# Start of Supplied records

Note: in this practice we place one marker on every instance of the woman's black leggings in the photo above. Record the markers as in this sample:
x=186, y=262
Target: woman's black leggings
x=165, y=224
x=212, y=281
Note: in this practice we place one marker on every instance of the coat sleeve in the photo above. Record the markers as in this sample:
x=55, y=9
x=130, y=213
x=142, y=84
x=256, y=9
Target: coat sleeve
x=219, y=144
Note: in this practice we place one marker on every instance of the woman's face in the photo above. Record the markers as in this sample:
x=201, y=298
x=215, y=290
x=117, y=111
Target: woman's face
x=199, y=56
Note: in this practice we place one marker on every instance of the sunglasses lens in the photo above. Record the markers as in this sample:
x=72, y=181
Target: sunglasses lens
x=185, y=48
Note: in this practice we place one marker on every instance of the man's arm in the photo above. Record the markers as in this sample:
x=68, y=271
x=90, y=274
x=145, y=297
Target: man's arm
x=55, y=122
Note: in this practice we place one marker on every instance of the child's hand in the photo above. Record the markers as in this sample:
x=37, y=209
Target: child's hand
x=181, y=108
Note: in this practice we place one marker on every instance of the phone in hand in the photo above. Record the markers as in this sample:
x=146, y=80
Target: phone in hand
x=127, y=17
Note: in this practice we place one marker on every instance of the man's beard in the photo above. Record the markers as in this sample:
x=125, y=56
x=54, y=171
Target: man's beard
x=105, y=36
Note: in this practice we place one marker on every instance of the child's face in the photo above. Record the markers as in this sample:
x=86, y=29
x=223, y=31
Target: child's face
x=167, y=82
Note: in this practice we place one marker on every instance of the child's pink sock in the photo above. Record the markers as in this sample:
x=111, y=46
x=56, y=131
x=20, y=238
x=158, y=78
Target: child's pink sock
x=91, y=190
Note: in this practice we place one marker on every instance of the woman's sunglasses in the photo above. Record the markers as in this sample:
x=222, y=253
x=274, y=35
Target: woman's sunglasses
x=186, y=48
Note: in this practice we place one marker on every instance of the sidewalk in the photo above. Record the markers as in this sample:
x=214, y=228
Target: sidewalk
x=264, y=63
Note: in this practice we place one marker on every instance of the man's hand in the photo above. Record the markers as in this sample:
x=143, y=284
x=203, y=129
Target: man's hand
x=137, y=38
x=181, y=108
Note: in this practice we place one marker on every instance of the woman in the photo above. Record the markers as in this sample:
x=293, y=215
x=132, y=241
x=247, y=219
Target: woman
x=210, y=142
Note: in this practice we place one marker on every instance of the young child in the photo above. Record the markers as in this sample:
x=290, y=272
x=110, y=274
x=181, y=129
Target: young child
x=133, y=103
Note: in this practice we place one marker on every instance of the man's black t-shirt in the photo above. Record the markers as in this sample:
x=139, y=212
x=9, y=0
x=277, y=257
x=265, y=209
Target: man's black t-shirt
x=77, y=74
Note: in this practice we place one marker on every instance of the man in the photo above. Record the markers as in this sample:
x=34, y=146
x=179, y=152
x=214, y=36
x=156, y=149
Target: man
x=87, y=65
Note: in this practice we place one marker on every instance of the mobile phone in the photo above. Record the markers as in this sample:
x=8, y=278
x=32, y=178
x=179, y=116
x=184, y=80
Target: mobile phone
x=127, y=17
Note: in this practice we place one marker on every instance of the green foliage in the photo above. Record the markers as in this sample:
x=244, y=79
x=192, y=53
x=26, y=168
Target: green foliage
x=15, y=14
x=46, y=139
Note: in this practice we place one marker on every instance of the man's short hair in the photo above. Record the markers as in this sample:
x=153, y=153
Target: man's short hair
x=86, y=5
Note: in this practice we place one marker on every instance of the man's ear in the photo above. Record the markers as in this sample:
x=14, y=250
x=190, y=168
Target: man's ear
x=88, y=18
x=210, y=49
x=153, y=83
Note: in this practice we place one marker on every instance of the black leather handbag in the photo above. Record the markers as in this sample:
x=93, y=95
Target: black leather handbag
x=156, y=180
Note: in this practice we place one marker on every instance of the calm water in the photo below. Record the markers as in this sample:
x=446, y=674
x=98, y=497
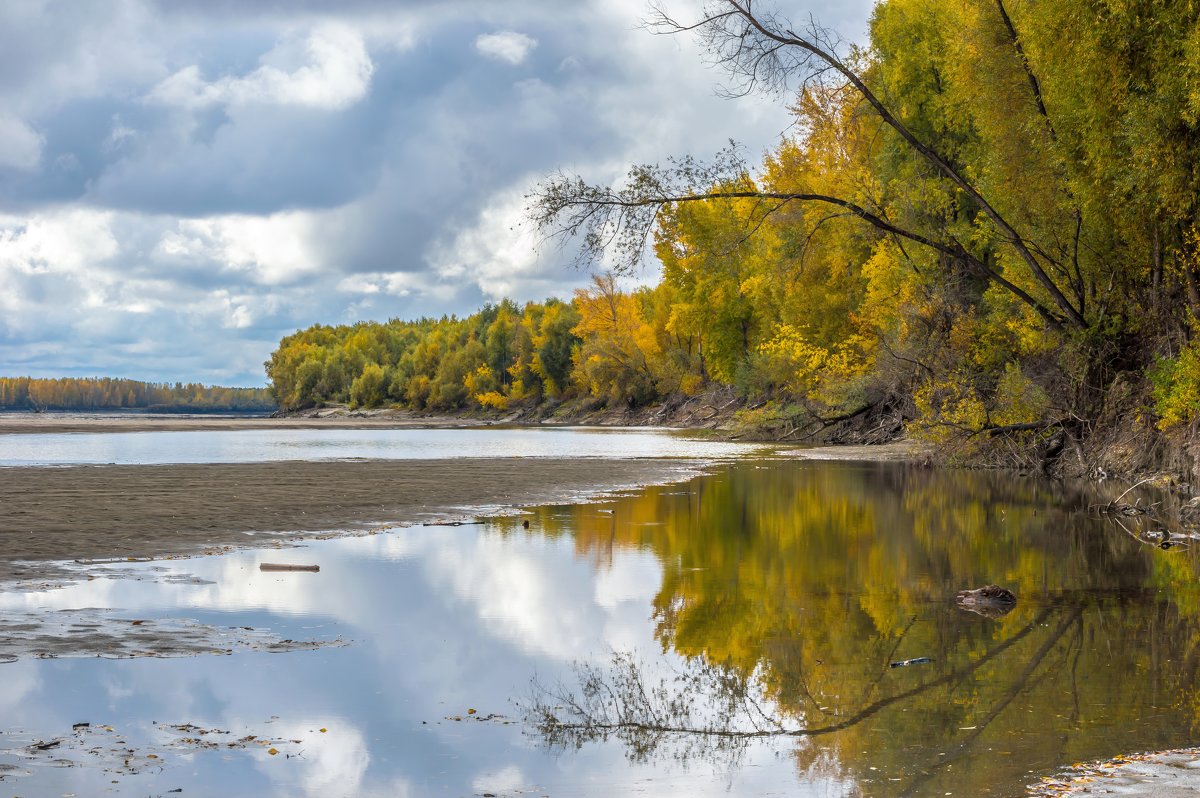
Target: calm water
x=263, y=445
x=765, y=601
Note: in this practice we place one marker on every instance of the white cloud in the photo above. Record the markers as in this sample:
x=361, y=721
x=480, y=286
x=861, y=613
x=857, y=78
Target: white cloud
x=498, y=252
x=273, y=250
x=329, y=70
x=505, y=46
x=397, y=283
x=63, y=241
x=21, y=147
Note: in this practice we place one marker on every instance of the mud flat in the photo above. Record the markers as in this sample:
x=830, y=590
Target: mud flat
x=143, y=511
x=52, y=423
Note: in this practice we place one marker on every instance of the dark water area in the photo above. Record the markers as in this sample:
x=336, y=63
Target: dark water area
x=731, y=635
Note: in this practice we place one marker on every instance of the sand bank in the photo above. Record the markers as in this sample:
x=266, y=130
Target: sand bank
x=123, y=511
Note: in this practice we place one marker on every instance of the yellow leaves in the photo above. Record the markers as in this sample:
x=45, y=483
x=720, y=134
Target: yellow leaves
x=816, y=371
x=493, y=400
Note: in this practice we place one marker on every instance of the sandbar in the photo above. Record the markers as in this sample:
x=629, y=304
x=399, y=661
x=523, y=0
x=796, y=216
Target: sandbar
x=103, y=513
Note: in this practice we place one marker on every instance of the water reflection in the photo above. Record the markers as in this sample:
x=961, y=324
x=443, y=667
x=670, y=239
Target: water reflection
x=754, y=612
x=267, y=445
x=807, y=582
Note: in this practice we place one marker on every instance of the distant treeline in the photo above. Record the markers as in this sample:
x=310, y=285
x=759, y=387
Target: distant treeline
x=106, y=393
x=605, y=346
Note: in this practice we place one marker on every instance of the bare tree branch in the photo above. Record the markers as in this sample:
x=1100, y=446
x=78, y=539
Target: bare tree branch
x=761, y=51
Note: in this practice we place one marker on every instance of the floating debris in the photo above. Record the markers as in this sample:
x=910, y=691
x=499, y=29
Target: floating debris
x=918, y=660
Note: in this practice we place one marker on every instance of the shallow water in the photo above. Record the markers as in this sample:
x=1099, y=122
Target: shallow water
x=263, y=445
x=765, y=601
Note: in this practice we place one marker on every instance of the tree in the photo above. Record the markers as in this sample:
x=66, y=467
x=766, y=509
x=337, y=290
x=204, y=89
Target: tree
x=761, y=49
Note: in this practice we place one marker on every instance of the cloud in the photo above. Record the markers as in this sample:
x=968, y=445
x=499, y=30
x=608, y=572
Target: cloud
x=505, y=46
x=21, y=147
x=330, y=70
x=181, y=184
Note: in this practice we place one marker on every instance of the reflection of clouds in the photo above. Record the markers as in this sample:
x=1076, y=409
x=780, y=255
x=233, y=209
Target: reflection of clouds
x=523, y=592
x=19, y=681
x=504, y=781
x=334, y=763
x=532, y=593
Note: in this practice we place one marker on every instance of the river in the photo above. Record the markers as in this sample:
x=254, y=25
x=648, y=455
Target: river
x=730, y=635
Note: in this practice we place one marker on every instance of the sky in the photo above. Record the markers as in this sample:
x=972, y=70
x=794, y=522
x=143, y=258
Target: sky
x=183, y=183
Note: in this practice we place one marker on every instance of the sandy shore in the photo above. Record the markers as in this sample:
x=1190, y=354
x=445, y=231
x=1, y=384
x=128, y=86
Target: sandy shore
x=52, y=423
x=123, y=511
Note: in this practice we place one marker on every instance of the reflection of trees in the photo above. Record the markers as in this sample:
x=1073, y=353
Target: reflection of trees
x=797, y=585
x=714, y=713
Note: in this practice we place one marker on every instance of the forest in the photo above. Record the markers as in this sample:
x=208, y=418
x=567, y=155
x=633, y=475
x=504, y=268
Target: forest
x=984, y=222
x=106, y=393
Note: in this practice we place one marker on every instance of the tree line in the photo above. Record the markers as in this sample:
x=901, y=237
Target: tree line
x=985, y=219
x=107, y=393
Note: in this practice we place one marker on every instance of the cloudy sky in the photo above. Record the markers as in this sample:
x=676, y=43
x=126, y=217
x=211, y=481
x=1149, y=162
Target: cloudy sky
x=185, y=181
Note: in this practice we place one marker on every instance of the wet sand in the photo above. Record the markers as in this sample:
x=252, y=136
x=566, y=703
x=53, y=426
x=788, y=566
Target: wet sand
x=54, y=423
x=143, y=511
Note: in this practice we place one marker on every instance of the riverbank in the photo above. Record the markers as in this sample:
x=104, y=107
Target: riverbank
x=102, y=513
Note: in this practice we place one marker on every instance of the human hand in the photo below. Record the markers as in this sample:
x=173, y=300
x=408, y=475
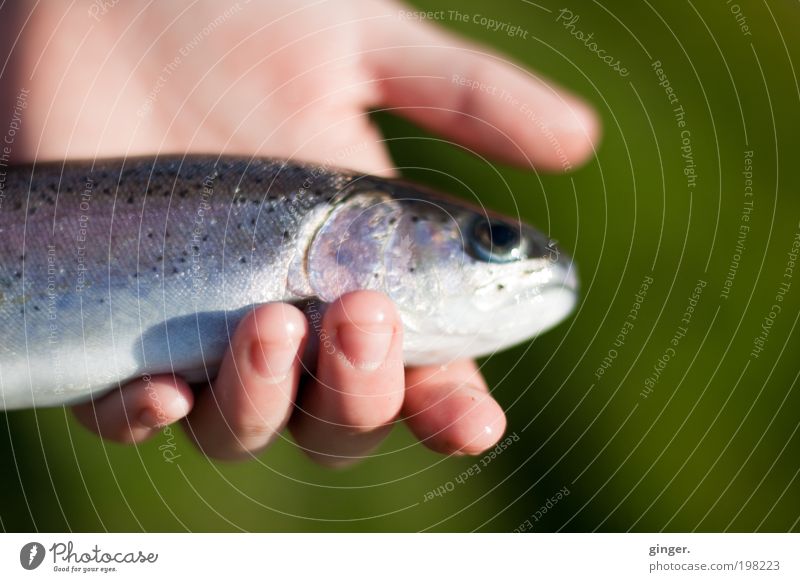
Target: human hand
x=291, y=80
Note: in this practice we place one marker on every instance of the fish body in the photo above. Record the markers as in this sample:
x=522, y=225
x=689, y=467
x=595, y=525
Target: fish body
x=113, y=269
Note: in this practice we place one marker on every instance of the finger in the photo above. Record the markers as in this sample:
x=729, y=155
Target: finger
x=450, y=410
x=467, y=93
x=252, y=396
x=138, y=410
x=349, y=407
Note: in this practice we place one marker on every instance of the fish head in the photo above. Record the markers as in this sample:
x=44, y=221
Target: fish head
x=466, y=282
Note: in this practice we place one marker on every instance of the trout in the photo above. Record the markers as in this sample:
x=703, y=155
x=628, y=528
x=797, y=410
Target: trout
x=115, y=269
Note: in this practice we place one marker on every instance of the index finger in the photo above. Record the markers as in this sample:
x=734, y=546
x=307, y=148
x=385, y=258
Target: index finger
x=477, y=98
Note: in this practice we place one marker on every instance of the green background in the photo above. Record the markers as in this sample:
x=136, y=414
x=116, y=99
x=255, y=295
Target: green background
x=715, y=445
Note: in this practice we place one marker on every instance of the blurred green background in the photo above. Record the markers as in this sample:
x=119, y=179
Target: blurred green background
x=714, y=446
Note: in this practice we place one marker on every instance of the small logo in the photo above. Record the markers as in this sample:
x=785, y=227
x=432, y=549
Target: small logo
x=31, y=555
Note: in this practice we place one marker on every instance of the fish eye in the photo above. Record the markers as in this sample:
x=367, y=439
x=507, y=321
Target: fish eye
x=495, y=241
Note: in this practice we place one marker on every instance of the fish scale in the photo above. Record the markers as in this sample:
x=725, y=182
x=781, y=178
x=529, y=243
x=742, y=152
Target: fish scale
x=117, y=268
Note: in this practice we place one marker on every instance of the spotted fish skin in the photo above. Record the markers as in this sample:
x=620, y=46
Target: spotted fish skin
x=119, y=267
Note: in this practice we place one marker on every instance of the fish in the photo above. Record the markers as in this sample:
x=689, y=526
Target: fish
x=116, y=269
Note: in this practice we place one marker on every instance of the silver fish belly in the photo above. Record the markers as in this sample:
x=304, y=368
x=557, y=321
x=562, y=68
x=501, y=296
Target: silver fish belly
x=114, y=269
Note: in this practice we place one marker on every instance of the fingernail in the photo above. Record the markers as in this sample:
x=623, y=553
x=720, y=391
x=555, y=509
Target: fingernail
x=272, y=360
x=365, y=346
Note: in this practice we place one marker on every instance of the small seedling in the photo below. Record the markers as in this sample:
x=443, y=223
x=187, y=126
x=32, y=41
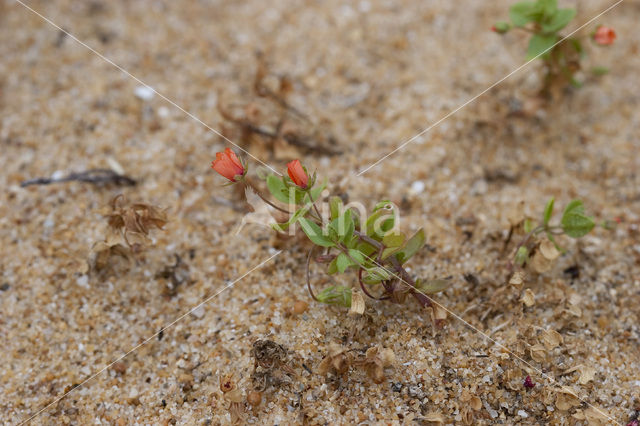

# End of Supplied records

__Exercise objective__: Please rewrite the records as a numbered list, starting with the line that contains "the fish body" and going on through the line that contains "x=349, y=407", both included. Number only those lines and skip any blank ones.

__The result__:
1. Note: in this practice we place one marker on every instance of the fish body in the photo above. Record the markers as in this sample:
2. x=522, y=225
3. x=689, y=467
4. x=595, y=525
5. Target: fish body
6. x=113, y=269
7. Note: in this practice we place one marker on every instance of the finger in the photo above. Record the markers as in this sample:
8. x=729, y=155
9. Target: finger
10. x=450, y=410
11. x=467, y=93
12. x=252, y=396
13. x=138, y=410
14. x=349, y=407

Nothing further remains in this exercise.